_Description of the task:_
Write out the rows below again word for word, starting with the first row and ending with the line that contains "<point>508,206</point>".

══════════

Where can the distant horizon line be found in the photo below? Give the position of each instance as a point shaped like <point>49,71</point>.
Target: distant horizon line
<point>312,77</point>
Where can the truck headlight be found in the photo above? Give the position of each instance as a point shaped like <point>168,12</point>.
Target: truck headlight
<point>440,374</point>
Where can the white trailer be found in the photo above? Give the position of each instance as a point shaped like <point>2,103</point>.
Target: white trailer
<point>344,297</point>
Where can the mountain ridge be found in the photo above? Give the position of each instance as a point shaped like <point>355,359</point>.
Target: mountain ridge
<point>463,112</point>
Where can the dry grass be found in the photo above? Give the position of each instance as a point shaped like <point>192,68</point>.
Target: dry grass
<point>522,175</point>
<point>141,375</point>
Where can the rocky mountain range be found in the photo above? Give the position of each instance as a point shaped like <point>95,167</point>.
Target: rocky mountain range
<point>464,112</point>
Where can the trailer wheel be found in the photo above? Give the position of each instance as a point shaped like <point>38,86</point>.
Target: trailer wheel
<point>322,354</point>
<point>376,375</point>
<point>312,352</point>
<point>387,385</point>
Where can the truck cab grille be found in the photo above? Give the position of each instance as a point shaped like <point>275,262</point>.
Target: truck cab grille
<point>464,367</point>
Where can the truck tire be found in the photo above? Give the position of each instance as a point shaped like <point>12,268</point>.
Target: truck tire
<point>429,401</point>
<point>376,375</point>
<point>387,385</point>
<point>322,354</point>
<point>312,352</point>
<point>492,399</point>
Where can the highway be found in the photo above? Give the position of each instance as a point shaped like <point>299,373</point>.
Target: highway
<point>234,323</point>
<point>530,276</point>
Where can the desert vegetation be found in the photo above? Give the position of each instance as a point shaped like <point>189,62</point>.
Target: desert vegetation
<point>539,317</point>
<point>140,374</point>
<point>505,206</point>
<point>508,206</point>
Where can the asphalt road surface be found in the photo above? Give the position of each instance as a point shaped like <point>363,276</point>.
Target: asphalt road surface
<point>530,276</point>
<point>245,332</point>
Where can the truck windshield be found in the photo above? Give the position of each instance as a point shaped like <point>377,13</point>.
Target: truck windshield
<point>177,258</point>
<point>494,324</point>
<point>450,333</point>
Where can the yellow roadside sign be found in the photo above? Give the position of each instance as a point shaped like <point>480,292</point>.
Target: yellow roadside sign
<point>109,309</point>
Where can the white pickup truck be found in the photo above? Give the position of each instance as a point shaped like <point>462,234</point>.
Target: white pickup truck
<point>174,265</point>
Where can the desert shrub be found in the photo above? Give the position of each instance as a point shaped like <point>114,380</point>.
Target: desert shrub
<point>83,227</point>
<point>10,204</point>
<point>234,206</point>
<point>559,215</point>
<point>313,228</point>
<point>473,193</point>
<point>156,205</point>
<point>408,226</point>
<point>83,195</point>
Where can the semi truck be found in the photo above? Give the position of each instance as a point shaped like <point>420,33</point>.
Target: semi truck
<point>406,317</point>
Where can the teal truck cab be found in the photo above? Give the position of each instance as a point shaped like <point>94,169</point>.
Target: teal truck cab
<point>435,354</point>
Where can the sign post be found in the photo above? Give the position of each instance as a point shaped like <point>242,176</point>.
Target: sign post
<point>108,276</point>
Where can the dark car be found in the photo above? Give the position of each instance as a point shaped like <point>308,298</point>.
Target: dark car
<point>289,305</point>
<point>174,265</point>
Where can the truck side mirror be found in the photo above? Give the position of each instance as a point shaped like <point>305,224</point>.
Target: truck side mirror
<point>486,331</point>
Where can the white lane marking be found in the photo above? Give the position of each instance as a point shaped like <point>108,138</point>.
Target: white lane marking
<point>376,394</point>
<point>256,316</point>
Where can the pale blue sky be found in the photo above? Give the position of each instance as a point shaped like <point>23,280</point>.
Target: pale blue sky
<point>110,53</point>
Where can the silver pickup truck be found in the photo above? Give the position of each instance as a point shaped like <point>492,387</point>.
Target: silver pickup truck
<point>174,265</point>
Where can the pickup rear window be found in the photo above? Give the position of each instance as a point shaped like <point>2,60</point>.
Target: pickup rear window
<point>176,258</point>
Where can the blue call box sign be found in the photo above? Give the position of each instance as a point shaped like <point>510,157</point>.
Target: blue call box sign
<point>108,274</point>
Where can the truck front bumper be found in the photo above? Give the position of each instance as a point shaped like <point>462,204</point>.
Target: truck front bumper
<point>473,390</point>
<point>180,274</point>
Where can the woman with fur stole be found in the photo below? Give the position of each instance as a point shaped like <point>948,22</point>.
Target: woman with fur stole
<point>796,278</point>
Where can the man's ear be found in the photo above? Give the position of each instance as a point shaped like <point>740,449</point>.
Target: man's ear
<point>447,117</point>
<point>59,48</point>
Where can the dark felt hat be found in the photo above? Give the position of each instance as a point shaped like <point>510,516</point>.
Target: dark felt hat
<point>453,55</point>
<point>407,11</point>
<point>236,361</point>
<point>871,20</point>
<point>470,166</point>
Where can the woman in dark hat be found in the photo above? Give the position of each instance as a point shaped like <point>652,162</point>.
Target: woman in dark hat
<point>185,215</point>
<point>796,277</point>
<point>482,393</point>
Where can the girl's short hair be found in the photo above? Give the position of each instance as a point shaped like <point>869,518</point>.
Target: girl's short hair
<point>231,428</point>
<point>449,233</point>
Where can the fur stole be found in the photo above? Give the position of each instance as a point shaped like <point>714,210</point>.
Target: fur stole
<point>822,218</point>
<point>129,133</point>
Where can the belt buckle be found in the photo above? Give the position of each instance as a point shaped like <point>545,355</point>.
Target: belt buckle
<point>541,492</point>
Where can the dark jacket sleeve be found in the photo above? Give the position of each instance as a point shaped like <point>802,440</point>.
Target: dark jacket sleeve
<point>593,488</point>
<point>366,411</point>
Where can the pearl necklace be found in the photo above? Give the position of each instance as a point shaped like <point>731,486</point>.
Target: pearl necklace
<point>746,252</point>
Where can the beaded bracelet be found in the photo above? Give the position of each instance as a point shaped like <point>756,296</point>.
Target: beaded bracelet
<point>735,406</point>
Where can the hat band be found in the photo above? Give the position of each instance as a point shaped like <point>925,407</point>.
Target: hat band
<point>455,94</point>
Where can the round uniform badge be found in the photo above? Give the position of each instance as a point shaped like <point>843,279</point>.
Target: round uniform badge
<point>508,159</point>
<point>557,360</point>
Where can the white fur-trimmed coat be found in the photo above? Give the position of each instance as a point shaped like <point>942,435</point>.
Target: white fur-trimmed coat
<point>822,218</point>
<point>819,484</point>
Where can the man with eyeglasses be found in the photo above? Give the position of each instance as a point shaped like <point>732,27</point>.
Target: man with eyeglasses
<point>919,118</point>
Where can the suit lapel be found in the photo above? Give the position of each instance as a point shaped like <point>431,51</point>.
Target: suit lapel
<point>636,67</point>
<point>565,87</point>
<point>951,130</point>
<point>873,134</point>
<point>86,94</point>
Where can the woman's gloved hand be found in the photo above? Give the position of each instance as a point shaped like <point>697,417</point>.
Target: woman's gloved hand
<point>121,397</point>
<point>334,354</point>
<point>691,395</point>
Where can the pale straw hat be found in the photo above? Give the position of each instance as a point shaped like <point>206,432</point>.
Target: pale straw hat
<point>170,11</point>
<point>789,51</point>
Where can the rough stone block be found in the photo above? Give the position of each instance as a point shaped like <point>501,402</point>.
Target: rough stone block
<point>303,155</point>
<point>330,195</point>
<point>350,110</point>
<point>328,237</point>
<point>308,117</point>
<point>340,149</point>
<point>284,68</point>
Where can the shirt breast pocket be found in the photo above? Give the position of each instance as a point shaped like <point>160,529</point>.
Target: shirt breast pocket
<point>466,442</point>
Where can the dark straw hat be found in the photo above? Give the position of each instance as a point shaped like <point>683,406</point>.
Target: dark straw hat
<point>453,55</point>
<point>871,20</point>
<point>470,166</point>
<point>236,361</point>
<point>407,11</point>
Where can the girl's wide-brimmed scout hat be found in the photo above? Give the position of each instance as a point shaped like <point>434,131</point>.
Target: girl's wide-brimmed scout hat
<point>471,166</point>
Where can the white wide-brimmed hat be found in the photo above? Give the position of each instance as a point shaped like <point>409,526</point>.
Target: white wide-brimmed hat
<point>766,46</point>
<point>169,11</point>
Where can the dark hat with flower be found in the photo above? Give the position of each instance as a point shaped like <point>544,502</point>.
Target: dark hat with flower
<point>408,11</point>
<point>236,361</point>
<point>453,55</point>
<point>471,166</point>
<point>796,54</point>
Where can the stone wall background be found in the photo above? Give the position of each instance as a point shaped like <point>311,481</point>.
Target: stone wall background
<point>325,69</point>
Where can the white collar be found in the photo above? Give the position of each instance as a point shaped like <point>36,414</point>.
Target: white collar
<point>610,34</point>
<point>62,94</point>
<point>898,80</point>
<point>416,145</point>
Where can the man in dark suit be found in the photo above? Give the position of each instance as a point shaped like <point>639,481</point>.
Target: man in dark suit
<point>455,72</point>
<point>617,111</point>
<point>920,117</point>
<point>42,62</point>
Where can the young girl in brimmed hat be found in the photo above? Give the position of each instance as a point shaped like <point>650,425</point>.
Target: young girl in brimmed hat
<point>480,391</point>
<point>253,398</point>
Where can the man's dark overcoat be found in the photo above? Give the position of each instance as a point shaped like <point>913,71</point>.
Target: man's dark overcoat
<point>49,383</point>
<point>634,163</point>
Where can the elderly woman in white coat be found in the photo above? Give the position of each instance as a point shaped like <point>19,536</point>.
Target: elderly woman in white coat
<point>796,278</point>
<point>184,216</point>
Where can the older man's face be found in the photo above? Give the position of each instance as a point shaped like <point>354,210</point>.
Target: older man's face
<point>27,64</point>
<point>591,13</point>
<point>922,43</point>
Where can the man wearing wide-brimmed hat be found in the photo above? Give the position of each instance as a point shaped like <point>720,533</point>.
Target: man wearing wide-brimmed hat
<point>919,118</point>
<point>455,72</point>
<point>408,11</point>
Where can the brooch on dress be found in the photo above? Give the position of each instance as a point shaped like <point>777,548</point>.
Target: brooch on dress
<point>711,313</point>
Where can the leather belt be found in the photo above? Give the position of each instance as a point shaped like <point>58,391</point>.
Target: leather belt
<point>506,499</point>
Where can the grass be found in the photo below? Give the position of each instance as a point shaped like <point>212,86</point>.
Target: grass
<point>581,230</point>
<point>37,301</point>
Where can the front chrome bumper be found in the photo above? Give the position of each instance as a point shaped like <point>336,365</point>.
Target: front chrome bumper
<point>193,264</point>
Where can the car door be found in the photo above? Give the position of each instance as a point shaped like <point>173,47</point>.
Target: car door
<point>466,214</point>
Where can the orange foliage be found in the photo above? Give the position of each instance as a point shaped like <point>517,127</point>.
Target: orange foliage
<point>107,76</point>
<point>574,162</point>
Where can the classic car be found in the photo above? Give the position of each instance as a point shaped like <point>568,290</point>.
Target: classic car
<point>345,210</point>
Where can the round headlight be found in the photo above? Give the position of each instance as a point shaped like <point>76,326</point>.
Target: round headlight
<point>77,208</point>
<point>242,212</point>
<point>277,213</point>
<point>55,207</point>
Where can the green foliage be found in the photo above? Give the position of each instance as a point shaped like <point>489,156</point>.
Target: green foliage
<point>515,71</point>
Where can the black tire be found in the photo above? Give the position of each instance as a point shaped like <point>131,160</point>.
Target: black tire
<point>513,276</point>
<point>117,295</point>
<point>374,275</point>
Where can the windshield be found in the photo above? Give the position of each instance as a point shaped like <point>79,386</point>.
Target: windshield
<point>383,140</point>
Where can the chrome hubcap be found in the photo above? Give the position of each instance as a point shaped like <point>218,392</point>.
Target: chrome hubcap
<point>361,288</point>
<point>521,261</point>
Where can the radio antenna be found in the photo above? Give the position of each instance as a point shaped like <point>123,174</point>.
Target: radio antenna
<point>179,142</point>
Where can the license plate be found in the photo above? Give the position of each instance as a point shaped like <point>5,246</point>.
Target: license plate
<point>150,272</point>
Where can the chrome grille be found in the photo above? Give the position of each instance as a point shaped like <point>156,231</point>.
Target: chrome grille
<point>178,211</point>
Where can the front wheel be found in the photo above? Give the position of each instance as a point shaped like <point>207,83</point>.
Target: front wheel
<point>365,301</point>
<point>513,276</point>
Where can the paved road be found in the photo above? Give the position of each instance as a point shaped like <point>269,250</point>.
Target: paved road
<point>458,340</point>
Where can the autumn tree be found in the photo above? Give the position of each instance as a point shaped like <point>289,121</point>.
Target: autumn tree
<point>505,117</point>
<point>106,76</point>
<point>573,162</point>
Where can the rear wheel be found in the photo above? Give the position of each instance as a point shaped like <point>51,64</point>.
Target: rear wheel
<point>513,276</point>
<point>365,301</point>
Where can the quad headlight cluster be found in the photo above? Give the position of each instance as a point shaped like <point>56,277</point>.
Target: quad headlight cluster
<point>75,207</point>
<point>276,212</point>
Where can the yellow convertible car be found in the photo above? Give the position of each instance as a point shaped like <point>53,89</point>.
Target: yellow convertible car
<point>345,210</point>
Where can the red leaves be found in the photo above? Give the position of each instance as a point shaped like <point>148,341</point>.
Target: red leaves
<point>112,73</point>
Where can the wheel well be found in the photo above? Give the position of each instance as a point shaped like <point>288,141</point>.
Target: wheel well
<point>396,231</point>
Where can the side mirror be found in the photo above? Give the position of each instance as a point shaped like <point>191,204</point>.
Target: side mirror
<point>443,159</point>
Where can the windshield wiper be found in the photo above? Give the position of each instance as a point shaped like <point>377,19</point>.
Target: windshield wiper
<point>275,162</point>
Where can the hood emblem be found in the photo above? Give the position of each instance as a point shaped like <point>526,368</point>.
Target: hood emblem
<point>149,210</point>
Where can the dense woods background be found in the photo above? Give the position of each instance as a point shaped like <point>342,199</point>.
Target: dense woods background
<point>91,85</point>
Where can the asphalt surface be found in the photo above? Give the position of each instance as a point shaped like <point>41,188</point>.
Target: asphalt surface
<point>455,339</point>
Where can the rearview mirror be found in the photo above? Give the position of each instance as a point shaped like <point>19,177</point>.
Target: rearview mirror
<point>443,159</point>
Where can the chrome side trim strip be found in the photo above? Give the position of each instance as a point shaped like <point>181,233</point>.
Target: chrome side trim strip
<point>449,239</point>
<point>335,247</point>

══════════

_Solution to this task:_
Where can the distant horizon line be found in the photo below? Give the position of each instance as a point shaped like <point>49,71</point>.
Target: distant horizon line
<point>312,77</point>
Where can the truck headlight be found in the photo above? Give the position of each instance as a point shaped like <point>168,12</point>.
Target: truck headlight
<point>440,374</point>
Where can the white trailer be found in the photo above? Give the position of each instance as a point shaped like <point>2,103</point>.
Target: white trailer
<point>344,297</point>
Where can the mountain ridge be found in the photo above? Give the position of each instance as a point shaped like <point>355,359</point>.
Target: mountain ridge
<point>463,112</point>
Where can the dry grass be found in the photo above? Give the position of each instance as a point shaped like <point>192,68</point>.
Target: dry grass
<point>522,175</point>
<point>141,375</point>
Where can the rocky mountain range be found in the photo above? Give the position of each instance as a point shaped like <point>95,167</point>.
Target: rocky mountain range
<point>464,112</point>
Where can the trailer wheel be found in the photo above? Give the position of each instance as a point shaped like <point>38,86</point>.
Target: trailer wheel
<point>322,354</point>
<point>376,375</point>
<point>312,352</point>
<point>387,385</point>
Where can the truck cab grille be found in the photo above? Give the position of each instance as a point shaped like <point>275,262</point>.
Target: truck cab grille
<point>464,367</point>
Where can the truck tire be found in the photo above? Give the position of each instance as a point shaped like <point>12,268</point>.
Target: truck tire
<point>429,401</point>
<point>376,375</point>
<point>387,385</point>
<point>322,354</point>
<point>312,352</point>
<point>492,399</point>
Where can the highway be found in the photo above? Give the position of each instance as a point shaped like <point>299,373</point>.
Target: highway
<point>234,323</point>
<point>530,276</point>
Where can the desert vegetation be found in the photo above? Give the position of each instance as a point shaped like <point>189,62</point>.
Target: desert vegetation
<point>539,317</point>
<point>140,374</point>
<point>505,206</point>
<point>508,206</point>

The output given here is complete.